START SUPPLIED TEXT

In fact, sequence analysis suggested that family A GPCRs share the same arrangement, showing a high sequence similarity of the seven transmembrane helices, confirming the suitability of rhodopsin as a template (Li et al., 2010). During the last decade, we have seen a dramatic improvement in crystallization methods. Indeed, after about 7 years from the first solved structure of a mammalian GPCR, several three-dimensional structures have been published. The second crystallized GPCR was β2-adrenergic receptor (β2AR; Cherezov et al., 2007; Rasmussen et al., 2007) and then the β1AR (Warne et al., 2008). Subsequently, an exponential growth of crystallized GPCR structures in the protein data bank was observed. Actually, the three dimensional structures available of class A GPCRs comprise: the adenosine A2A receptor (Jaakola et al., 2008), the D3 dopamine receptor (Chien et al., 2010), the chemokine receptors CXCR1 (Park et al., 2012), CXCR4 (Wu et al., 2010), and CCR5 (Tan et al., 2013) the histamine H1 receptor (Shimamura et al., 2011), the sphingosine 1 phosphate receptor (Hanson et al., 2012), the M2 and M3 muscarinic receptors (Haga et al., 2012; Kruse et al., 2012), the μ, k, and δ opioid receptors (Manglik et al., 2012; Wu et al., 2012; Fenalti et al., 2014) as well as the nociceptin receptor (NOP; Thompson et al., 2012), bovine opsin receptors (Park et al., 2008; Scheerer et al., 2008), neurotensin receptor (White et al., 2012), the serotonin 5HT1B and 5HT2B receptors (Wacker et al., 2013; Wang et al., 2013a), protease-activated receptor 1 (PAR1; Zhang et al., 2012), the smoothened receptor (SMO; Wang et al., 2013b), and P2Y12 receptor (Zhang et al., 2014). Very recently, also a crystal structure of class B and C GPCRs such as glucagon receptor (Siu et al., 2013), corticotropin-releasing factor 1 (CRF1) receptor (Hollenstein et al., 2013) and metabotropic glutamate receptor 5 (Dore et al., 2014) respectively, have been reported.

These achievements are largely attributable to the application of high-throughput methods for lipidic cubic phase (LCP) crystallography (Cherezov et al., 2004) and protein engineering with the generation of GPCR-T4 lysozyme (Rosenbaum et al., 2007) and GPCR–BRIL fusion proteins (Chun et al., 2012). Thermo stabilization (Serrano-Vega et al., 2008) methods represent another useful tool appropriate to GPCRs crystallization. Notably, these techniques can be generally applicable to structurally diverse GPCRs. Moreover, a relevant number of receptors have been solved with both bound antagonists and agonists.

END SUPPLIED TEXT

* [TASK DETAILS]
Answer from the GPCR structures text:
1. Which GPCR was the second to be crystallized?
2. Which two kinds of fusion proteins does the protein engineering work produce?
3. Which method is cited to Serrano-Vega et al., 2008?

START DATA LISTING

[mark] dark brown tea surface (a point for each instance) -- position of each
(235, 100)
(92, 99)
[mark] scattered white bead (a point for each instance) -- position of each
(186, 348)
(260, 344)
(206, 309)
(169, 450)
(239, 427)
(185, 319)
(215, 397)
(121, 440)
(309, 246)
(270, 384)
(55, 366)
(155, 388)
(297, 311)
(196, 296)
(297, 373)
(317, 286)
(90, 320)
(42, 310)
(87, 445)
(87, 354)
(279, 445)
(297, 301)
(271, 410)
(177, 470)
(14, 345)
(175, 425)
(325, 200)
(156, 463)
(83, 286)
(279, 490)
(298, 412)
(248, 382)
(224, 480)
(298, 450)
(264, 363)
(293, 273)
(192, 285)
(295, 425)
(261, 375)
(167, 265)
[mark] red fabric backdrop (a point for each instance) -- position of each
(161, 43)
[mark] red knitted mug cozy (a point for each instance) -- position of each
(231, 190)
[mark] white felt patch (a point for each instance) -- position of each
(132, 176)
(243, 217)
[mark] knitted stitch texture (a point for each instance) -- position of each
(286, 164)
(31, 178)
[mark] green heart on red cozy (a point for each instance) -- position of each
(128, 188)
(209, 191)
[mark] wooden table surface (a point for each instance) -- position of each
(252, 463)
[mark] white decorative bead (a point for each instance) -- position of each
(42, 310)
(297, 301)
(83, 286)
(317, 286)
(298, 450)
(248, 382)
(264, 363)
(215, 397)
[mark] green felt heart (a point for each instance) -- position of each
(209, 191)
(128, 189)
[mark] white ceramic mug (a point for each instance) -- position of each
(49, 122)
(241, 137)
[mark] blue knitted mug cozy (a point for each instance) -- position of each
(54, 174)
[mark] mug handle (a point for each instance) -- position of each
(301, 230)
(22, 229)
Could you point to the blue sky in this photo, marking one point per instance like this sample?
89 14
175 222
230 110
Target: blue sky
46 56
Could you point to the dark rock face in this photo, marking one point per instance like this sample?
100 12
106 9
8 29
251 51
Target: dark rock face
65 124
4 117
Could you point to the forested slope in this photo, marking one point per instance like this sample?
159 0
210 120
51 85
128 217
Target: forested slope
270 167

END DATA LISTING

* [FINISHED EXERCISE]
1. The β2-adrenergic receptor (β2AR).
2. GPCR-T4 lysozyme and GPCR–BRIL fusion proteins.
3. Thermo stabilization.